State how many lines of the material below contain the string "stone". Give only the number.
=======
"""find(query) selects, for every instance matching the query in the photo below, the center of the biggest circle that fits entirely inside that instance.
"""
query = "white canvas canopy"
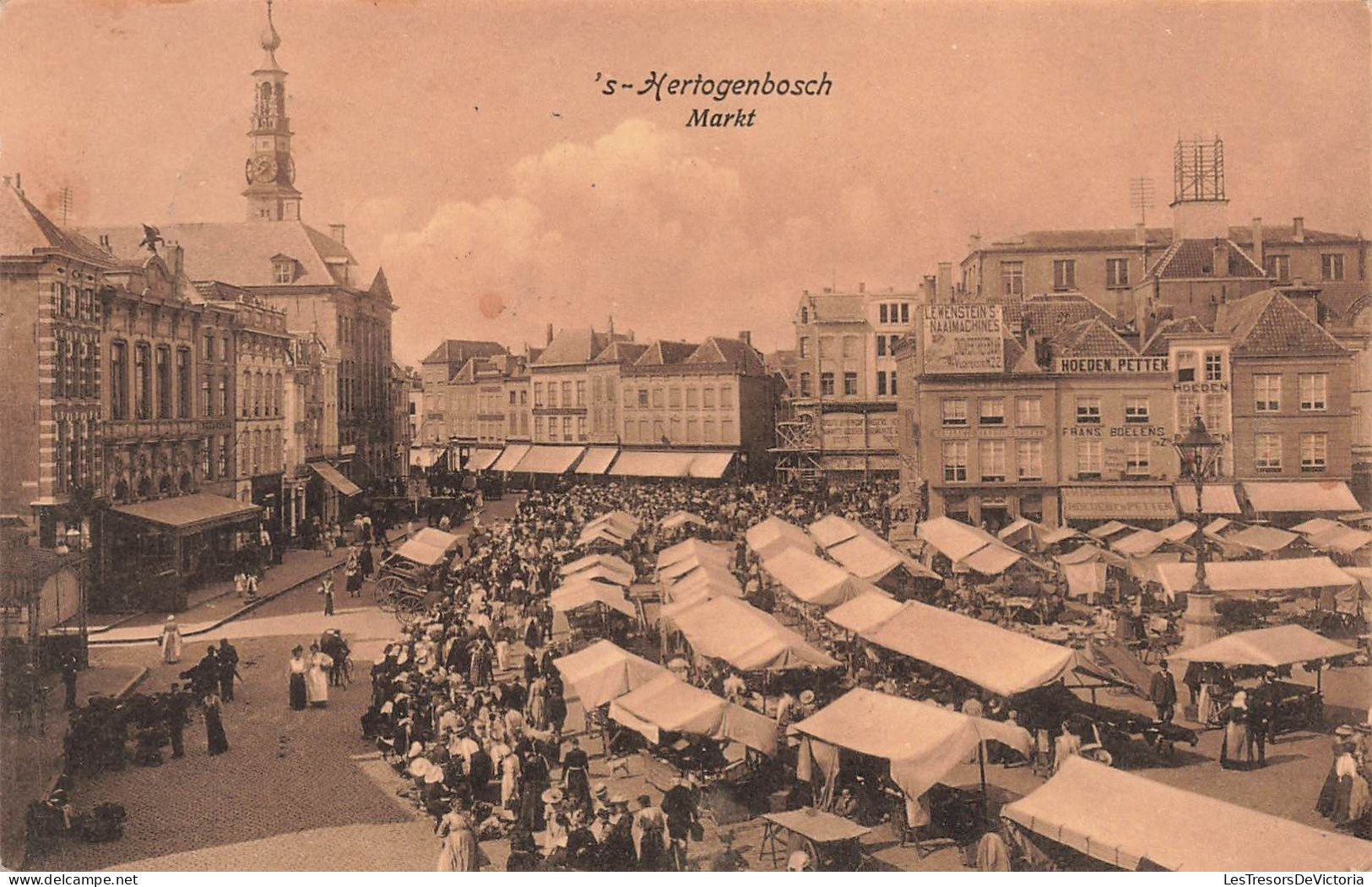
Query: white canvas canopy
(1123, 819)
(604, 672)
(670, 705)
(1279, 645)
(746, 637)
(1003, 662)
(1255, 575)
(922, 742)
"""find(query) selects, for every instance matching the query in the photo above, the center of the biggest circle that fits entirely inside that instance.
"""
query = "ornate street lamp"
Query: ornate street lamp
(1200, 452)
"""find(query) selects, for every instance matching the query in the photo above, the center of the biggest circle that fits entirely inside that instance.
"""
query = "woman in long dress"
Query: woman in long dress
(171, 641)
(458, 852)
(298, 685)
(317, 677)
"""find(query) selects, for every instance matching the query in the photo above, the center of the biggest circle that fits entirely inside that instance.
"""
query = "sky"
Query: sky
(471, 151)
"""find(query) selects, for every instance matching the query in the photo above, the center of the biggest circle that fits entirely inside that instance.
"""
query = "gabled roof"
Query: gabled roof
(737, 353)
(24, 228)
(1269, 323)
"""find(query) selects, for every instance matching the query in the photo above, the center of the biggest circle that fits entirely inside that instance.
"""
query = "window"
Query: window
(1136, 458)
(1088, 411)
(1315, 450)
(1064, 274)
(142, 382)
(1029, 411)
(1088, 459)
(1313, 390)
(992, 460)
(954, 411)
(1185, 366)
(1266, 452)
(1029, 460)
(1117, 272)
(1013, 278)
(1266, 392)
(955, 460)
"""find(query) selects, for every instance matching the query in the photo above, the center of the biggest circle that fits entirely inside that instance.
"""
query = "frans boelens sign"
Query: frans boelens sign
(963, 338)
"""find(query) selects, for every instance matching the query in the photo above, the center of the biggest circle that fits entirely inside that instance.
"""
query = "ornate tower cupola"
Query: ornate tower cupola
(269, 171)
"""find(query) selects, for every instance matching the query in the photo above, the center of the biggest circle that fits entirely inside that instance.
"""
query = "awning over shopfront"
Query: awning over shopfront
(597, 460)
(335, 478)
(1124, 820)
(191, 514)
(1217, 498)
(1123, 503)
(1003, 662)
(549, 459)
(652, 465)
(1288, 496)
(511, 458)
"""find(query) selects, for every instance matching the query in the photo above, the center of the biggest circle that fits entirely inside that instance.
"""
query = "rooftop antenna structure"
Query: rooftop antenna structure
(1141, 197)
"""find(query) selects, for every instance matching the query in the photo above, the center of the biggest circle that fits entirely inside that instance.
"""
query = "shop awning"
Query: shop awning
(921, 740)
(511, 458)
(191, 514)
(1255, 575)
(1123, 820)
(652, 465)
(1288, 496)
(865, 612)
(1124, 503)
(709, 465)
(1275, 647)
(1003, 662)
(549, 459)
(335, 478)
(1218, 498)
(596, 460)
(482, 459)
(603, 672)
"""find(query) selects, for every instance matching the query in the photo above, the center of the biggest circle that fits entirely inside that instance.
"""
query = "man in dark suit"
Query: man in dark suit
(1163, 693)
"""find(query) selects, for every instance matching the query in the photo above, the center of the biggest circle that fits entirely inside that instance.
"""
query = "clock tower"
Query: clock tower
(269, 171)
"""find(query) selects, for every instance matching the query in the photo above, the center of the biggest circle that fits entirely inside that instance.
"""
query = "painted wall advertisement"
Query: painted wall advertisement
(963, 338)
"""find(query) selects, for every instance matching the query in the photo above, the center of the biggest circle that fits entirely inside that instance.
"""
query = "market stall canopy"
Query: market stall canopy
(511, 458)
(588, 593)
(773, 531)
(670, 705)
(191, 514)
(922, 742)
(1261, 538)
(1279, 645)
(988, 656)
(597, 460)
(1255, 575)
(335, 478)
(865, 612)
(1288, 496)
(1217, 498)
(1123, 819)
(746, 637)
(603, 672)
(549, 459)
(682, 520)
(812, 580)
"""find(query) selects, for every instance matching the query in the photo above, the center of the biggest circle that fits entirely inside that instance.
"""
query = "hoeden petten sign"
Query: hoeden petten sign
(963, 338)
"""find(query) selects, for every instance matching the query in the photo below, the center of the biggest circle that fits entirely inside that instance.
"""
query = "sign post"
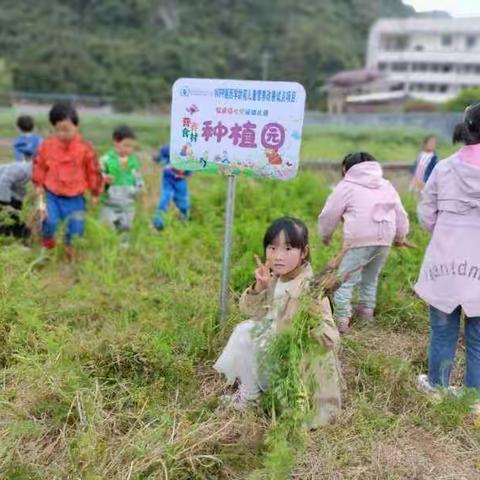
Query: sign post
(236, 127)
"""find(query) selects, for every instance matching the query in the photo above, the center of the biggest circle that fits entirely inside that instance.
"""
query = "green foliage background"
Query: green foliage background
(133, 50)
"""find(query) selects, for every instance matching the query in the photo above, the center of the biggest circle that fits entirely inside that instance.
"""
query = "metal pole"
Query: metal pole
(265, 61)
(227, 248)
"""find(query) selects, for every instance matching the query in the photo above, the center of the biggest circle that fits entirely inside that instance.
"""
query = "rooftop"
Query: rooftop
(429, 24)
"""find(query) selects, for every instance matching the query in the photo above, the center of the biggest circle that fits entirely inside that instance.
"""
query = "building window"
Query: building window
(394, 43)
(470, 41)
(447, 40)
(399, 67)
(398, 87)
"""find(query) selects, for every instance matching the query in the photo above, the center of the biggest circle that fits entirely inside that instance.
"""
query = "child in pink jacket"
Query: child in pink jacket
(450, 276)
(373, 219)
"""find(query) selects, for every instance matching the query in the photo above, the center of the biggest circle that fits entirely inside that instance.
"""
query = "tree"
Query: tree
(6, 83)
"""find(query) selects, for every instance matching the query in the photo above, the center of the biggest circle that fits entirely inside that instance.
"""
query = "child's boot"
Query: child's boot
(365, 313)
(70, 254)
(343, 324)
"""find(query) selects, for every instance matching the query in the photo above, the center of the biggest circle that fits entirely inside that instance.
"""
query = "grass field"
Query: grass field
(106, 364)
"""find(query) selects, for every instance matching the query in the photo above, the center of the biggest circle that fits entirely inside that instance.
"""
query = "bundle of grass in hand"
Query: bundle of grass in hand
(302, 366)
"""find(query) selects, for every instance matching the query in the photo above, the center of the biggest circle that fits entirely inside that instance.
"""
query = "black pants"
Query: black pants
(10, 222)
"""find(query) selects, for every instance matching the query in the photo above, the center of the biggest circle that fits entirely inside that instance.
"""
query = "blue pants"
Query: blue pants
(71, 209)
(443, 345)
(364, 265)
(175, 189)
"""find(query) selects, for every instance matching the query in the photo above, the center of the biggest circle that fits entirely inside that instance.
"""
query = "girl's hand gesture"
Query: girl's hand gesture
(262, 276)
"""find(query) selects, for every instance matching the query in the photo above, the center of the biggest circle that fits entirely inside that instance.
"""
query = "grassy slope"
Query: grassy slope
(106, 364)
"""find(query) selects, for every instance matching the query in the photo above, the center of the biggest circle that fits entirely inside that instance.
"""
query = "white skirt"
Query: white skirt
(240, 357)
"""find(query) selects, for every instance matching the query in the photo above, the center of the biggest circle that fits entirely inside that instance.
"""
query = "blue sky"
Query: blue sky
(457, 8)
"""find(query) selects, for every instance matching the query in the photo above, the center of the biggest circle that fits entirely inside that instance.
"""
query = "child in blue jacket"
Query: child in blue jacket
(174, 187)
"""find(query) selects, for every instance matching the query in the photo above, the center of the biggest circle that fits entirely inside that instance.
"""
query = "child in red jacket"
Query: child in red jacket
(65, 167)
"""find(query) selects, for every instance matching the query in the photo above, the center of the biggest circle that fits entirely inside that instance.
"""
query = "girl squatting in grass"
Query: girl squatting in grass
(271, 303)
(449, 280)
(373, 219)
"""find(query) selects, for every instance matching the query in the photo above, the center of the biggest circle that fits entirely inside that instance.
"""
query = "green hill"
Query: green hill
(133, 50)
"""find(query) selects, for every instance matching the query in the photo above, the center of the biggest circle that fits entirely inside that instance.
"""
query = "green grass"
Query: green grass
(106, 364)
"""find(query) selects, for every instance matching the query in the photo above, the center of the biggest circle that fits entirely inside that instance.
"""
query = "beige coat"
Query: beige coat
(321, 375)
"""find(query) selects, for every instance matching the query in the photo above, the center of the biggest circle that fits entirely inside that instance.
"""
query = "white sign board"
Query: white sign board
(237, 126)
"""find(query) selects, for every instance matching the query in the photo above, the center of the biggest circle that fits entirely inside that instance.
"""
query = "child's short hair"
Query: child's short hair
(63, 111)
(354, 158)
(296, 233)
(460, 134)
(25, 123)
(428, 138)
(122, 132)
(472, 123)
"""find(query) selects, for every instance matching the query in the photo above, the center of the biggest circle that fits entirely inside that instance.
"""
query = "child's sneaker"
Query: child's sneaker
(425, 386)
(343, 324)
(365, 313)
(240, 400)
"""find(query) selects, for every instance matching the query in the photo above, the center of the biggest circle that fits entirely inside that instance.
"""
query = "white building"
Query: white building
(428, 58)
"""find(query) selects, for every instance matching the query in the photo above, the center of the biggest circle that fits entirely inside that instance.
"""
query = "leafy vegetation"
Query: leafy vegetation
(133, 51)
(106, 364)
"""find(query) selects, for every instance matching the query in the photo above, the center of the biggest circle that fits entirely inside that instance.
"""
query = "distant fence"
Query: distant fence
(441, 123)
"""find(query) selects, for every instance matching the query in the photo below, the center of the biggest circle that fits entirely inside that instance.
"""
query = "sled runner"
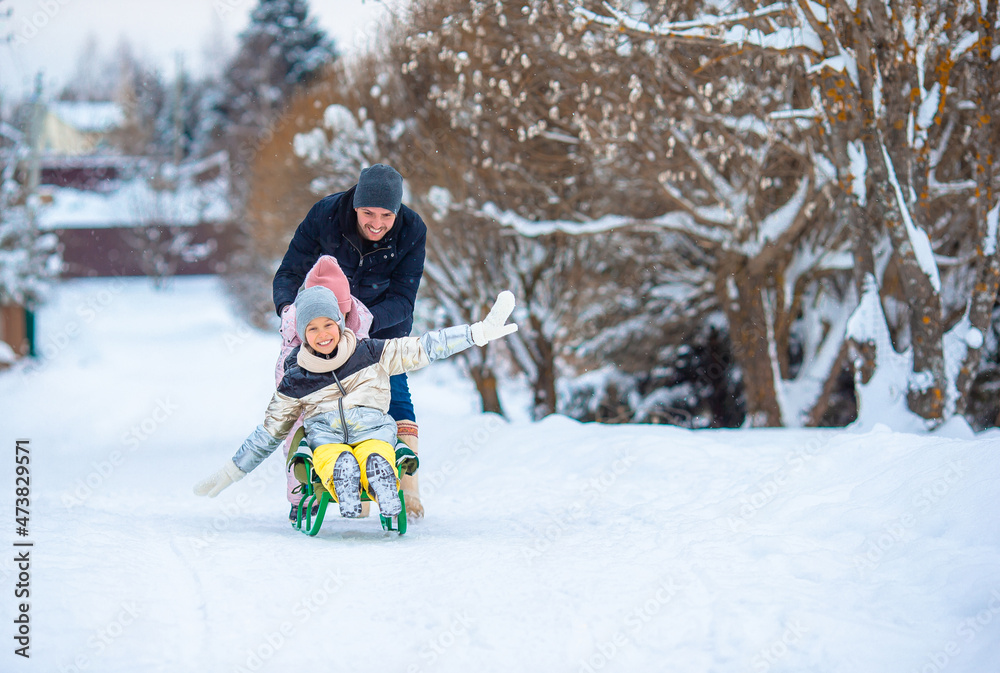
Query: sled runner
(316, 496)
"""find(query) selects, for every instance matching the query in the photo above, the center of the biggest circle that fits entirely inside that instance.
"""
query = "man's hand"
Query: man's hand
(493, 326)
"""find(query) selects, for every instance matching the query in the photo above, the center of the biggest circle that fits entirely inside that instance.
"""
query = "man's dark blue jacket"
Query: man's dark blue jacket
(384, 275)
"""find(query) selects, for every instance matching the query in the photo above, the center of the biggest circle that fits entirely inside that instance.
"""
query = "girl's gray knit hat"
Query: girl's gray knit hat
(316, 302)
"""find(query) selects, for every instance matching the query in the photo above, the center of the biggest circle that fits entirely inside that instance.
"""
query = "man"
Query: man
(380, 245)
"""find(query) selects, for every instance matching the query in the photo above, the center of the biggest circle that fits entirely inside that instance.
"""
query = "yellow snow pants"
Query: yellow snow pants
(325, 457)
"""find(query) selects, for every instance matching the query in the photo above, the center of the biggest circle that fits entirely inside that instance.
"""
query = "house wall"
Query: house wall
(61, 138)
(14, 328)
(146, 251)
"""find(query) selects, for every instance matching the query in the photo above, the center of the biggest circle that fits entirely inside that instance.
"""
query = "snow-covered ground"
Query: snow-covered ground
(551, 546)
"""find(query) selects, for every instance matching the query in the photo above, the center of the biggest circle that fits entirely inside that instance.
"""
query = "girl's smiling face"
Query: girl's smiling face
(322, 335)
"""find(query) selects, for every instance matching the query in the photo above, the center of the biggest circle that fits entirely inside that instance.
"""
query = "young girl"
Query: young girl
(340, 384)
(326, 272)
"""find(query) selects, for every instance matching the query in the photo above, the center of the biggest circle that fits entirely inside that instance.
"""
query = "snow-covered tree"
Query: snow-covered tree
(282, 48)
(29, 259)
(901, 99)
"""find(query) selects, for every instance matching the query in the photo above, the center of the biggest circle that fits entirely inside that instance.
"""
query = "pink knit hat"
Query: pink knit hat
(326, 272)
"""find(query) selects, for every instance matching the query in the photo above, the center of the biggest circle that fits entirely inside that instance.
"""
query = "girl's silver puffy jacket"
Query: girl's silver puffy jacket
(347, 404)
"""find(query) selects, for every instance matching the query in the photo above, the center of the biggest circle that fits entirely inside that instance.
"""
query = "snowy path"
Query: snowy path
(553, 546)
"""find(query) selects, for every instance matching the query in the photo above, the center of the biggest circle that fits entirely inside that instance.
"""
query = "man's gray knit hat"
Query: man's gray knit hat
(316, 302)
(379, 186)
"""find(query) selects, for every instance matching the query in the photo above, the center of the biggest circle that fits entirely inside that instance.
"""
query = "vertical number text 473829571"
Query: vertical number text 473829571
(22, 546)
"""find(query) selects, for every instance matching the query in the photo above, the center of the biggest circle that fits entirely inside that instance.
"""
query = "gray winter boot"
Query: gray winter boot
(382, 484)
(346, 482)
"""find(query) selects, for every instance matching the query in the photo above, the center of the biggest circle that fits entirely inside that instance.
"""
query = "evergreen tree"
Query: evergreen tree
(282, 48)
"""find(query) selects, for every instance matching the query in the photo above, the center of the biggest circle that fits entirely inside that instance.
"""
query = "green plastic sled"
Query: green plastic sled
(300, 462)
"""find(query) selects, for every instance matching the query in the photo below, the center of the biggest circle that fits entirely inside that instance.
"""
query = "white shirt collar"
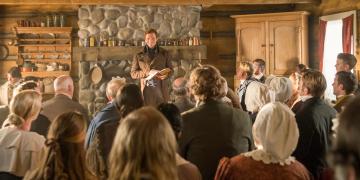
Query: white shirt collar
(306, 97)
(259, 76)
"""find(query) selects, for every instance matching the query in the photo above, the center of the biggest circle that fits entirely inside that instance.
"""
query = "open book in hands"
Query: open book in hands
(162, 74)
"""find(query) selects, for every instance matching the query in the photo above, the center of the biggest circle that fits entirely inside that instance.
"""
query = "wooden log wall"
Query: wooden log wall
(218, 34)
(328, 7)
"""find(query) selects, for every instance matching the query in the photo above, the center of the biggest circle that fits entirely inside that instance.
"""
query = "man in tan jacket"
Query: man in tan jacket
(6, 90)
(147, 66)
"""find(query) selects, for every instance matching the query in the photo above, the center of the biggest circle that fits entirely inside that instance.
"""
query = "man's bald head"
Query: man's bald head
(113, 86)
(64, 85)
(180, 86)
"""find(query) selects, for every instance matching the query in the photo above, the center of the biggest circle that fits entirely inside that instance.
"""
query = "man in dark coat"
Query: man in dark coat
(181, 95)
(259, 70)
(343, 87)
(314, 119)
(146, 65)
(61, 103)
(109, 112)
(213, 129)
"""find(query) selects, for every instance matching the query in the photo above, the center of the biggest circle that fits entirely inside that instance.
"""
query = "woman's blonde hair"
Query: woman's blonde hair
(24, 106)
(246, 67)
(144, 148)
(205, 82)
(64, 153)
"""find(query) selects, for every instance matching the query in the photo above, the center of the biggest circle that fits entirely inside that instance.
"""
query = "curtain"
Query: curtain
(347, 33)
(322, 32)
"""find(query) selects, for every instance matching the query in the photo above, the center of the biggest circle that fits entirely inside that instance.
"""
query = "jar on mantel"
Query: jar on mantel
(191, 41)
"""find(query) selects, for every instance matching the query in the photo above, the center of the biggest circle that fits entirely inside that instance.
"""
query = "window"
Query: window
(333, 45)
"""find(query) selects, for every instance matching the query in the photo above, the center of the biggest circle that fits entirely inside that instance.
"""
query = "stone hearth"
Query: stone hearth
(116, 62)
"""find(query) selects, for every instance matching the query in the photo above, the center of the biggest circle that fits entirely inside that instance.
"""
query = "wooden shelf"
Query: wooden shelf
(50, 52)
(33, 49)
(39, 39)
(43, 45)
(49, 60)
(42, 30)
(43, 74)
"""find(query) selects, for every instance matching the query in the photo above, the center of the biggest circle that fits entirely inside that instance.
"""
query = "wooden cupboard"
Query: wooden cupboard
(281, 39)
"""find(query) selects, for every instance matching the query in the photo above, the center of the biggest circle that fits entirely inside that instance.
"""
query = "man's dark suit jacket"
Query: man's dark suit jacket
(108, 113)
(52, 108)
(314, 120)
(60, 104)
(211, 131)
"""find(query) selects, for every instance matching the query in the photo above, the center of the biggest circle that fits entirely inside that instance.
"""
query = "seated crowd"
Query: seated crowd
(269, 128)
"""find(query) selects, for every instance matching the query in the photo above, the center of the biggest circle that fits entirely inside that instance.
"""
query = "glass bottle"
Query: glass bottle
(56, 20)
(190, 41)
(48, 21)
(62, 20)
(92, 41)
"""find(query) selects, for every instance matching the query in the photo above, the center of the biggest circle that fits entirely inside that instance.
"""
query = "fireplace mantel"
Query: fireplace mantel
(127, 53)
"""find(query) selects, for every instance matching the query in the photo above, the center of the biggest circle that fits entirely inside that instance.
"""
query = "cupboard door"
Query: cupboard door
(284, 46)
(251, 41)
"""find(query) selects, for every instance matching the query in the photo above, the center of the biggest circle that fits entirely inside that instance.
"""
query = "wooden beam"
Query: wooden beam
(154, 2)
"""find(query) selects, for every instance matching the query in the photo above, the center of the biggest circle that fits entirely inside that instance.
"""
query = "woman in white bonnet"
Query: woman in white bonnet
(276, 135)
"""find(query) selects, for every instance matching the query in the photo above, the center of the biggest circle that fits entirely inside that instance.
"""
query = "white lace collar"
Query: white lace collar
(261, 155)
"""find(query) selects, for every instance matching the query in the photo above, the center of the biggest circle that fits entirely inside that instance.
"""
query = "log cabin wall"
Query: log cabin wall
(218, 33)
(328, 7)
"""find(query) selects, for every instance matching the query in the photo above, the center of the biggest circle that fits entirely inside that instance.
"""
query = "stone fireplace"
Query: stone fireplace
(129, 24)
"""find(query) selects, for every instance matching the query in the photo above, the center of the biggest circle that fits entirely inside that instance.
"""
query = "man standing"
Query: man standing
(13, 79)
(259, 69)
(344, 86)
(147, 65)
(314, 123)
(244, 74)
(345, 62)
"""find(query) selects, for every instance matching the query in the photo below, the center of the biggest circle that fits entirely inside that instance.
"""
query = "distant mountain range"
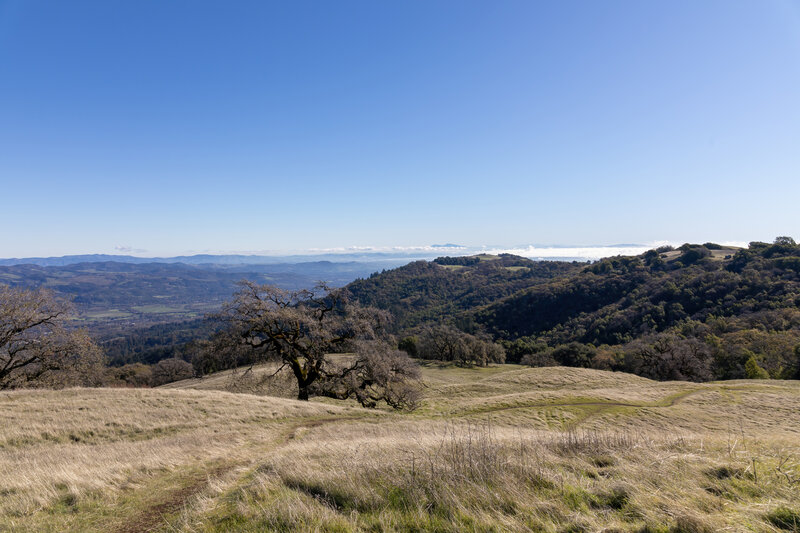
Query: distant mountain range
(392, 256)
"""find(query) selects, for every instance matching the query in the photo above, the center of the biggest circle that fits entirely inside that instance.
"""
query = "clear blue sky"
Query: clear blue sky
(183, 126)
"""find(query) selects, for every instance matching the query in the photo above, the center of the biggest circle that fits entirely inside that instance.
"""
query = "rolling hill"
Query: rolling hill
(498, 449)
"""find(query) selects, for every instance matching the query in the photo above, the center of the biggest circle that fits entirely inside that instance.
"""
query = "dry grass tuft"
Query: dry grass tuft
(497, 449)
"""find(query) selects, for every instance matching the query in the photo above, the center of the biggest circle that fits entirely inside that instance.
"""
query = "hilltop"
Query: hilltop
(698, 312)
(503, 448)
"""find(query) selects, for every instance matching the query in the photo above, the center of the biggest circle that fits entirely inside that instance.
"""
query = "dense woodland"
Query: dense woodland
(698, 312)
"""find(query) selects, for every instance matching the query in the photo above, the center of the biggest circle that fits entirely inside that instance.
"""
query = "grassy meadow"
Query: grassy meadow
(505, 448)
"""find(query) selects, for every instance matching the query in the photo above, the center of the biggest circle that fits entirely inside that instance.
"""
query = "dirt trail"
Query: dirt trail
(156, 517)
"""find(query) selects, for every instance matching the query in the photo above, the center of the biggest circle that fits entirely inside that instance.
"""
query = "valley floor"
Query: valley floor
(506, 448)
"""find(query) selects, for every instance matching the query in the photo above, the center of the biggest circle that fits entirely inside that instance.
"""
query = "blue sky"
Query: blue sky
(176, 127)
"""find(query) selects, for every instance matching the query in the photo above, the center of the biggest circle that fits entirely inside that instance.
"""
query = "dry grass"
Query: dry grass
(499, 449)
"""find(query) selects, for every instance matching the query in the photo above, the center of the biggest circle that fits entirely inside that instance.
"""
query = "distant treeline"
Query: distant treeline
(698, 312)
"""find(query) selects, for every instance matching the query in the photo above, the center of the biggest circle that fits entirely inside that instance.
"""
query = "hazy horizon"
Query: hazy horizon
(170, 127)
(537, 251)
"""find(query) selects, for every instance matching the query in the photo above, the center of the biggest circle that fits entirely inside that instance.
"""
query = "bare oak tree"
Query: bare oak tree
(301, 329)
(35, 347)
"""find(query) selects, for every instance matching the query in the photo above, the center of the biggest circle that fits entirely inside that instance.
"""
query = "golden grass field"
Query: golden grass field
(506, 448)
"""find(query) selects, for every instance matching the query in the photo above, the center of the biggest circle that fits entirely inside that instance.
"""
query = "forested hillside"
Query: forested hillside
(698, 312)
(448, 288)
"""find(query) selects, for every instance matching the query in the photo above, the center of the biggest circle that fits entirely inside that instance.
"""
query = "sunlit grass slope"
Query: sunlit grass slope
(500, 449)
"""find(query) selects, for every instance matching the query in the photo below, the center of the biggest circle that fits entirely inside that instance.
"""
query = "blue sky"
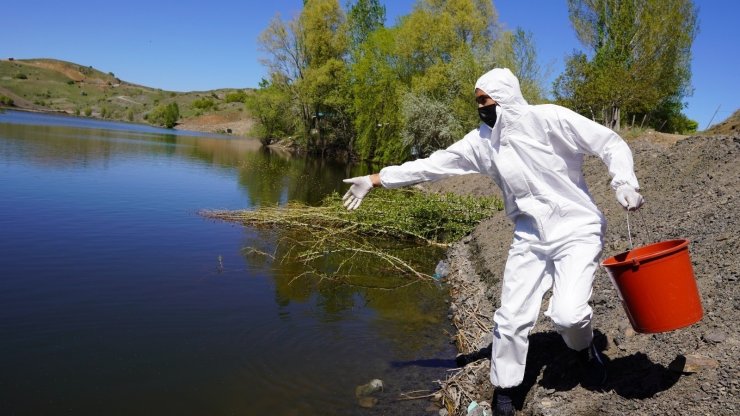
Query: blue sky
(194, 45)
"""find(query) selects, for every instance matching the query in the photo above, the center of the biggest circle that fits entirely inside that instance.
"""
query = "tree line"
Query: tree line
=======
▶ Result of this exercise
4